Skip to main content
The Contextual Relevancy metric is one of several non-deterministic Metrics Galtea uses to evaluate the performance of your AI products, specifically for Retrieval-Augmented Generation (RAG) systems. It assesses whether the retrieved context is pertinent to the user’s query. This metric helps ensure that the information provided to the generator component of your RAG pipeline is useful and on-topic, which is crucial for generating high-quality, relevant answers.

Evaluation Parameters

To compute the contextual_relevancy metric, the following parameters are required:
  • input: The user’s query or instruction.
  • actual_output: The response generated by your LLM application. (While not directly scored in this metric, it’s often part of the test case data).
  • retrieval_context: A list of documents or text chunks retrieved by your RAG system in response to the input.

How Is It Calculated?

The contextual_relevancy score is determined using an LLM-as-a-judge approach that measures the signal-to-noise ratio:
  1. Statement Extraction: The LLM analyzes the retrieval_context and identifies the high-level statements or facts presented.

**INSTRUCTIONS:**
A – According to the Contextual Relevancy page, what approach is used to determine the contextual_relevancy score?
B – Rewrite the paragraph of the Contextual Relevancy page that begins "The Contextual Relevancy metric is one of several" as a short bulleted list that keeps its main facts.
C – Please pick up the Contextual Relevancy page where it stops, continuing its numbered explanation of how the score is calculated.
The next lines come from a separate source.

**RECORDS:**
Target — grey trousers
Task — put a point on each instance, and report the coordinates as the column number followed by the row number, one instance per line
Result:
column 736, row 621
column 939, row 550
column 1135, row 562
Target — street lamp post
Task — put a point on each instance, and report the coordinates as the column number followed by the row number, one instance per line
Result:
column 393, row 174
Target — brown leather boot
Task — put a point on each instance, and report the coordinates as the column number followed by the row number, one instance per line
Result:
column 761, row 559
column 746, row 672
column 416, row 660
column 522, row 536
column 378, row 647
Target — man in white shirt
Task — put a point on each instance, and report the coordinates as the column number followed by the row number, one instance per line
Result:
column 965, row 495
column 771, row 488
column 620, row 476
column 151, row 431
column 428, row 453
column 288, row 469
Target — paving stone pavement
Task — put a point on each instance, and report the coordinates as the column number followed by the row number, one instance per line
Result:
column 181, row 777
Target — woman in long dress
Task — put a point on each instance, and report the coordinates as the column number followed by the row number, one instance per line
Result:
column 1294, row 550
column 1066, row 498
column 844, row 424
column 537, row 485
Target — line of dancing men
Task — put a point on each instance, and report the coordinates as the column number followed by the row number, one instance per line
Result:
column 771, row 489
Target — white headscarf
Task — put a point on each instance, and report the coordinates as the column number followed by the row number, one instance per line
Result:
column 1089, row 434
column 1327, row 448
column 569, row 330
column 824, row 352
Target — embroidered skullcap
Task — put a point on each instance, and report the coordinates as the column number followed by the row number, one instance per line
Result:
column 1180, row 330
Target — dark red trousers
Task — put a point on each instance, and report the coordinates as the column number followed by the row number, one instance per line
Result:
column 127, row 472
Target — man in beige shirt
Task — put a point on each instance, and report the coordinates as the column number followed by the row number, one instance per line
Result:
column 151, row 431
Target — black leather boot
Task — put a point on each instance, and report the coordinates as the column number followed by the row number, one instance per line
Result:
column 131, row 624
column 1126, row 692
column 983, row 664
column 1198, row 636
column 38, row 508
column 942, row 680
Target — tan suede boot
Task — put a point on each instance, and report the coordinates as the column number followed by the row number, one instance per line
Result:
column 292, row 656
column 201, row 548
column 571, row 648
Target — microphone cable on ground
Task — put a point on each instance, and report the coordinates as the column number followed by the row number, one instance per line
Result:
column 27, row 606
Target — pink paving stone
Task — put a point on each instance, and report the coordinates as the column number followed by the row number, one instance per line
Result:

**TASK ANSWERS:**
A – An LLM-as-a-judge approach that measures the signal-to-noise ratio.

B –
- It is one of several non-deterministic metrics Galtea uses to evaluate AI products, specifically Retrieval-Augmented Generation (RAG) systems.
- It assesses whether the retrieved context is pertinent to the user's query.
- It helps ensure the information given to the generator component of a RAG pipeline is useful and on-topic, which is crucial for high-quality, relevant answers.

C –
  2. Relevance Check: For each statement, the LLM determines if it is relevant (provides useful information) or irrelevant (noise) to addressing the input.
  3. Score Calculation: The LLM evaluates whether the context contains significant irrelevant statements or is completely unrelated to the input.
The LLM assigns a binary score:
  • Score 1.0 (Relevant): All (or the vast majority of) statements are relevant and focused. The retrieval context is highly focused without significant distraction.
  • Score 0.0 (Noisy/Irrelevant): The context contains significant irrelevant statements (noise) or is completely unrelated to the input.

Suggested Test Case Types

The Contextual Relevancy metric is effective for evaluating quality test cases in Galtea for products that use RAG, since it measures whether the retrieved context is pertinent to the user’s query.